(Excerpted passage begins)
- Born: July 9, 1918 New York City, New York, U.S.
- Died: July 21, 2012 (aged 94) New York City, New York, U.S.
- Occupation: Actress
- Years active: 1969-2004 (film)
- Spouse: Max Dublin
- Children: 2

= Jessica Dublin =

American actress (1918–2012)

Jessica Dublin (July 9, 1918 – July 21, 2012) was an American actress who appeared in a number of Italian films.

==Biography==
Dublin was born in New York City to Hungarian immigrant parents. Her mother was a cellist, and her father worked in the construction business. She was married Max Dublin, an electrician who worked internationally, which led to the couple living abroad in numerous European countries.

While living in Rome, Dublin enrolled at the Arts Academy and began studying acting. While visiting the Cinecittà film studios, Dublin was recruited by a director. She began her career starring in several spaghetti westerns, as well as having minor bit parts in Fellini Satyricon (1969), Catch-22 (1970). She had supporting roles in They Call Me Trinity (also 1970) and The Last Rebel.
(Excerpted passage ends)
__Instructions__
• 1. Copy the passage of the Jessica Dublin biography from "Jessica Dublin (July" up to and including "numerous European countries.".
• 2. In the Jessica Dublin biography, what work did her mother do?
The records have nothing to do with this.
(Record excerpts begins)
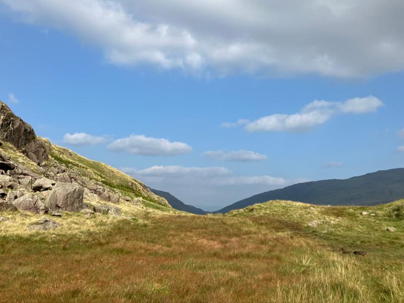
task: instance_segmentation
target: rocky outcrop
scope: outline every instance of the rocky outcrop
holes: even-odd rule
[[[47,230],[48,229],[55,229],[60,226],[60,224],[58,223],[56,221],[45,217],[42,217],[35,222],[34,224],[28,226],[28,229]]]
[[[83,207],[84,189],[78,184],[58,183],[45,201],[51,211],[77,212]]]
[[[48,160],[48,147],[36,136],[31,125],[16,116],[1,101],[0,138],[13,144],[35,163],[39,164]]]
[[[19,211],[25,211],[34,214],[44,214],[48,209],[41,199],[33,193],[26,193],[20,198],[14,200],[14,205]]]
[[[42,191],[50,189],[56,182],[47,178],[41,178],[35,180],[32,184],[32,190],[35,191]]]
(Record excerpts ends)
__Responses__
• 1.
Jessica Dublin (July 9, 1918 – July 21, 2012) was an American actress who appeared in a number of Italian films.

==Biography==
Dublin was born in New York City to Hungarian immigrant parents. Her mother was a cellist, and her father worked in the construction business. She was married Max Dublin, an electrician who worked internationally, which led to the couple living abroad in numerous European countries.

• 2. She was a cellist.